## Texte fourni:
"""

Actualité
Appels à contributions
Journées d'étude :

Journées d'étude : "Les objets matériels et l'écriture du souvenir dans les littératures du monde anglophone" (Toulouse)

Publié le par Aurelien Maignant (Source : Aurélie Guillain)

Journées d'étude

"Les objets matériels et l'écriture du souvenir dans les littératures du monde anglophone"

 

Toulouse

11 mars 2022

Université Toulouse-Jean Jaurès

Organisation: Carline Encarnacion, Aurélie Guillain

Conférence plénière: Marie-Christine Lemardeley, Université Paris-Sorbonne

Please scroll down for the English version


INFORMATIONS

Les propositions (200 mots environ, pour une communication en français ou en anglais de 20 minutes), accompagnées d’une courte bio-bibliographie, seront adressées à : howmemoryworkswiththings@gmail.com

Date-limite d’envoi des propositions : 6 septembre 2021

Retour sur les propositions : 15 octobre 2021

Une sélection de communications pourra donner lieu à une publication

Proposals of about 200 words (for a 20 minute-paper ), accompanied by a short bio-bibliography, should be sent to howmemoryworkswiththings@gmail.com by September 2021.

"""

## Lignes de données:
"""

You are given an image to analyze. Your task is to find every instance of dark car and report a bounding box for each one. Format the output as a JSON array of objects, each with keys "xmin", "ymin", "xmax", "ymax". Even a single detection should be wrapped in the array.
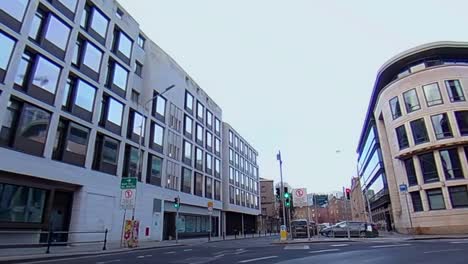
[{"xmin": 320, "ymin": 221, "xmax": 379, "ymax": 237}]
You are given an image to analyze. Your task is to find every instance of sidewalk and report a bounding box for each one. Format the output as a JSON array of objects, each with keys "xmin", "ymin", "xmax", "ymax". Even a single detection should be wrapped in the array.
[{"xmin": 0, "ymin": 234, "xmax": 274, "ymax": 263}]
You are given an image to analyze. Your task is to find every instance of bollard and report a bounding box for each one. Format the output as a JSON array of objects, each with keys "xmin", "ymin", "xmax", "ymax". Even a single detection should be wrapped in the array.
[{"xmin": 102, "ymin": 228, "xmax": 108, "ymax": 250}]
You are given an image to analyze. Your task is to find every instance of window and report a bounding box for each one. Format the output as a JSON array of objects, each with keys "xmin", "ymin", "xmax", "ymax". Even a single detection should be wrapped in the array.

"""

## Consigne:
D'après le texte fourni, dans quelle université se tiennent les journées d'étude ? Les données n'ont aucun lien avec le texte fourni.

## Résultat de l'exercice:
À l'Université Toulouse-Jean Jaurès.